YOUR OBJECTIVE:
Lay out the lines below as a Markdown table with the columns "Row" and "Text", numbering each row and leaving out blank lines. Include only the part that opens with the first line and closes with the line containing "[0,126,15,185]", both ends included.

RECORDS:

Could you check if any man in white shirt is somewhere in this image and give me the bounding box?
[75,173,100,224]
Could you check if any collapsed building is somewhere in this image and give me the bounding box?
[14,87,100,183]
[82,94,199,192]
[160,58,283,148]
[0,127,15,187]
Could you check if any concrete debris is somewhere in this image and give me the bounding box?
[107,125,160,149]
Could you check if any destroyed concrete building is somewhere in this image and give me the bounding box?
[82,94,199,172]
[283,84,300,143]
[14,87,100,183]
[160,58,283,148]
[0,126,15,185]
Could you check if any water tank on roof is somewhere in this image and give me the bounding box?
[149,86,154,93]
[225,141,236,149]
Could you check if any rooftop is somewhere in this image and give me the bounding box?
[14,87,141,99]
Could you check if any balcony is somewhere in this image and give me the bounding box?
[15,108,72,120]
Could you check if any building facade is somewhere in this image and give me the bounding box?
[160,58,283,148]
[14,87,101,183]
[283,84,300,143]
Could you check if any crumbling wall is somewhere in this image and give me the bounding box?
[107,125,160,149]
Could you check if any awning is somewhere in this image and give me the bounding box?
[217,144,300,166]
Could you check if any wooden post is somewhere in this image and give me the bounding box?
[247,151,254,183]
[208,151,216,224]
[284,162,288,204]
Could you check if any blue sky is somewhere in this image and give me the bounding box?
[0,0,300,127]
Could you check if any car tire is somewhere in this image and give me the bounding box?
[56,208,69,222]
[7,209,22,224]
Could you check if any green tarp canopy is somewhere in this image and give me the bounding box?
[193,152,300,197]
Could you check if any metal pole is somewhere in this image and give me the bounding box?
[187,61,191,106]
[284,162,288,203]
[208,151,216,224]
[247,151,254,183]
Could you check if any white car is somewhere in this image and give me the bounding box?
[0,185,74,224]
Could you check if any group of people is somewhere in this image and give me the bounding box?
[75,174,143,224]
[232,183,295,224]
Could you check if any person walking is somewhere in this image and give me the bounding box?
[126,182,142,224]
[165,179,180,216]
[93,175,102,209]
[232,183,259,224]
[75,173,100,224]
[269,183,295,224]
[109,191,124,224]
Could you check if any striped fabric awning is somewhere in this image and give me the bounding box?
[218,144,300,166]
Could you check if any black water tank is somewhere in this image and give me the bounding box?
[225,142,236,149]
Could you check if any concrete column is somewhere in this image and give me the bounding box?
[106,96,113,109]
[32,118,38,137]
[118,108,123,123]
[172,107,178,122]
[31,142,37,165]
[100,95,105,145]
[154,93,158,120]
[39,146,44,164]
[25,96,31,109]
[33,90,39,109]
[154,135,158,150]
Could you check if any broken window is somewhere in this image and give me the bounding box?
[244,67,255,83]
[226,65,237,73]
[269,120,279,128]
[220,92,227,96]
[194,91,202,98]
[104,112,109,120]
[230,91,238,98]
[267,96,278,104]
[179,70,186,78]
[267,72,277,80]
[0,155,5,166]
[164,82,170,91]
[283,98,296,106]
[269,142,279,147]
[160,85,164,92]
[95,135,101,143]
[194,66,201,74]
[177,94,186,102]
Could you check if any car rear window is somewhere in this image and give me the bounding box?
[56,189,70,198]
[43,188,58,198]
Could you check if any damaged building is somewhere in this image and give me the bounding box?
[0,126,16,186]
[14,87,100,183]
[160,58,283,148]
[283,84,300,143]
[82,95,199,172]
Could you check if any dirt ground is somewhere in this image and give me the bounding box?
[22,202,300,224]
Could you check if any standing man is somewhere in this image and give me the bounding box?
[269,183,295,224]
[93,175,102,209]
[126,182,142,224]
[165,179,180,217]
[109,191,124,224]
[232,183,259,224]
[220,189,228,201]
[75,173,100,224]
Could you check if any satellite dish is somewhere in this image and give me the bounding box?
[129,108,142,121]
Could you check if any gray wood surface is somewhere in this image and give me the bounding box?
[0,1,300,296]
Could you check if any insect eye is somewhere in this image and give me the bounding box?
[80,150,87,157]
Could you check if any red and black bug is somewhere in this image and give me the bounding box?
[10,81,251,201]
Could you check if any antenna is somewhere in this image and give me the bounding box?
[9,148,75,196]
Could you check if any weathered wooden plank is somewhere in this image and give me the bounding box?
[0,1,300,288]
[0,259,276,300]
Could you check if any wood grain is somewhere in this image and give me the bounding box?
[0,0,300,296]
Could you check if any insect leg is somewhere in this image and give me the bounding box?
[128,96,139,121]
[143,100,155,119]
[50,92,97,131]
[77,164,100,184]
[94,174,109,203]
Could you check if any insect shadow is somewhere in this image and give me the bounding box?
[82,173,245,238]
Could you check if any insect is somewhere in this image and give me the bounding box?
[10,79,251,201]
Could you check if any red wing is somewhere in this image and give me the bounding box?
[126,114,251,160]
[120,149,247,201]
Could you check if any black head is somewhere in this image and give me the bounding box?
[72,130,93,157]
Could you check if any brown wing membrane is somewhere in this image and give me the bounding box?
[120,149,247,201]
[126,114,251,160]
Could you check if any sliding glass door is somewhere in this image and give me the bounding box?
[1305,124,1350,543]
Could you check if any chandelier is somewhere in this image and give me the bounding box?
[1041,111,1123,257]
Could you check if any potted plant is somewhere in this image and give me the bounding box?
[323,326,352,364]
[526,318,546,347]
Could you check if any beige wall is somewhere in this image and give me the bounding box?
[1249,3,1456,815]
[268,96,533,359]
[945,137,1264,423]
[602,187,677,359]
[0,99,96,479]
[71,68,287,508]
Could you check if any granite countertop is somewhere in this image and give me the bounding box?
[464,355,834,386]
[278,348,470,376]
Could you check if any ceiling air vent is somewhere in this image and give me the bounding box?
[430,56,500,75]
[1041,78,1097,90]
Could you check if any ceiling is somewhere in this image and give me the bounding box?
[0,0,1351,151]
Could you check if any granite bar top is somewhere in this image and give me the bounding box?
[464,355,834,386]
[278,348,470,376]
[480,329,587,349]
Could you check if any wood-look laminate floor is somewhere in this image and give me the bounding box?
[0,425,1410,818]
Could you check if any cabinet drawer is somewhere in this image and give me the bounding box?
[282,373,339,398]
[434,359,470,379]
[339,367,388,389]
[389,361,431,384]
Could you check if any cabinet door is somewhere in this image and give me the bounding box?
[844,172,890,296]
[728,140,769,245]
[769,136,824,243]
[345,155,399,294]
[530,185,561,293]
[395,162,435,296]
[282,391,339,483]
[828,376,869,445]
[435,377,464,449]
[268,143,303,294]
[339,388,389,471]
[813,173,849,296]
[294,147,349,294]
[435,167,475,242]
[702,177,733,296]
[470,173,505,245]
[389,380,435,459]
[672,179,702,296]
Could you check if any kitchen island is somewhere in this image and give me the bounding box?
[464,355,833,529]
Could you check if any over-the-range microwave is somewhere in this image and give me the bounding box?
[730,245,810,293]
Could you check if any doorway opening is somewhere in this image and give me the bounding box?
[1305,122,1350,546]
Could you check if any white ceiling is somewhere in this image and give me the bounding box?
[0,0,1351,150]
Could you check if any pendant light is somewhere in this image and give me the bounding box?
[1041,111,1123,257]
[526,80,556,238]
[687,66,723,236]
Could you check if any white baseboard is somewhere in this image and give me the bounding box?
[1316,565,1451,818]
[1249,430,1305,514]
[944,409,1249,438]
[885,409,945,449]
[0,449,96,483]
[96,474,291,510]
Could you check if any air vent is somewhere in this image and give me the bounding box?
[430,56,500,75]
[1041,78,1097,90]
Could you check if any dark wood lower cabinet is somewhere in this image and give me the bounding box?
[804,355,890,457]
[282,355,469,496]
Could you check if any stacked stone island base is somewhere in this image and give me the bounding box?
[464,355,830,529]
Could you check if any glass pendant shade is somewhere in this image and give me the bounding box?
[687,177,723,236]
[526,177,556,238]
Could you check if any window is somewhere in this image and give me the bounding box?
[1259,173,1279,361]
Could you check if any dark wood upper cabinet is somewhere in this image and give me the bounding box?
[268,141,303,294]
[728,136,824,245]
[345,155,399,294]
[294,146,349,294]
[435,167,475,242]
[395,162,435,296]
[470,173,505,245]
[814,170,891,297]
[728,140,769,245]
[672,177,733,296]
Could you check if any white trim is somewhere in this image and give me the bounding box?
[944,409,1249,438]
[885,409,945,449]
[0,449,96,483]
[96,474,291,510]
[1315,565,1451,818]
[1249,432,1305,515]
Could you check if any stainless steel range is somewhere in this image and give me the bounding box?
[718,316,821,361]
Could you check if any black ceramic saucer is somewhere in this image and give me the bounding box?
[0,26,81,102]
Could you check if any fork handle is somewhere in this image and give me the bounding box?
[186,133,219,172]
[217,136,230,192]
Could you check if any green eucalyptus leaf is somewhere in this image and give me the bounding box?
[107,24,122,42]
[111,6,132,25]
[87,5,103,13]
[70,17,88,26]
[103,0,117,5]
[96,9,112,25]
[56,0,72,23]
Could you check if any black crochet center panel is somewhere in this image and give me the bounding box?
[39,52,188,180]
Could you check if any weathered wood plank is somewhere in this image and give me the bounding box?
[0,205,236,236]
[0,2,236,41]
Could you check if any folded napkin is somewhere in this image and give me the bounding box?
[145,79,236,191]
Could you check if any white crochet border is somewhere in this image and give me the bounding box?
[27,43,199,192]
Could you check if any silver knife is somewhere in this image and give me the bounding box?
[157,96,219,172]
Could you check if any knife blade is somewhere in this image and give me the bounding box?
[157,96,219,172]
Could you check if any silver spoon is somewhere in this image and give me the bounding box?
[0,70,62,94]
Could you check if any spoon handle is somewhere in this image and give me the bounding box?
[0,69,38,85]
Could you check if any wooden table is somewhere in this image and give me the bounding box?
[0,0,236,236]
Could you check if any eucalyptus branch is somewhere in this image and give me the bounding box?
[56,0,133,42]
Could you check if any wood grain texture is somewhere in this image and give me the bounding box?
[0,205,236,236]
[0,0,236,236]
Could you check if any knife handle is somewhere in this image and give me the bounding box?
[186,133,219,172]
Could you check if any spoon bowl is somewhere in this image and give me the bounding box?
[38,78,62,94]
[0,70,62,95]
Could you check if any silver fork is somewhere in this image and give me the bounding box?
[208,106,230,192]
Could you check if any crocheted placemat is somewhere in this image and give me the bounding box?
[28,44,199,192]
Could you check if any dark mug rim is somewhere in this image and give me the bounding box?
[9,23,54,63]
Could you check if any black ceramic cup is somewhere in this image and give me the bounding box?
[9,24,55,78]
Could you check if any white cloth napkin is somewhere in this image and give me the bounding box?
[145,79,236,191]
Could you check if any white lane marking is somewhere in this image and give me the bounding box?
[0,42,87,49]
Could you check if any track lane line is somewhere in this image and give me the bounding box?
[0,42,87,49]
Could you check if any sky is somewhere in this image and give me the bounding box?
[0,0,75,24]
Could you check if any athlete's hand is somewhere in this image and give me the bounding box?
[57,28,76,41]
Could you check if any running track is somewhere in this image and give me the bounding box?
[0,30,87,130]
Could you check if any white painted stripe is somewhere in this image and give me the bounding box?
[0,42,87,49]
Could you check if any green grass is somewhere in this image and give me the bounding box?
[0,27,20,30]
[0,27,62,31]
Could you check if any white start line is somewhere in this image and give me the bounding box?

ANSWER:
| Row | Text |
|---|---|
| 1 | Could you check if any man in white shirt is somewhere in this image and give me the bounding box? |
| 2 | [75,173,100,224] |
| 3 | Could you check if any collapsed building is somewhere in this image and give me the bounding box? |
| 4 | [14,87,100,183] |
| 5 | [82,94,199,192] |
| 6 | [160,58,283,148] |
| 7 | [0,127,15,187] |
| 8 | Could you check if any concrete debris is somewhere in this image and give me the bounding box? |
| 9 | [107,125,160,149] |
| 10 | Could you check if any destroyed concrete building is somewhere in this image and give me the bounding box? |
| 11 | [82,94,199,172] |
| 12 | [283,84,300,143] |
| 13 | [14,87,100,183] |
| 14 | [160,58,283,148] |
| 15 | [0,126,15,185] |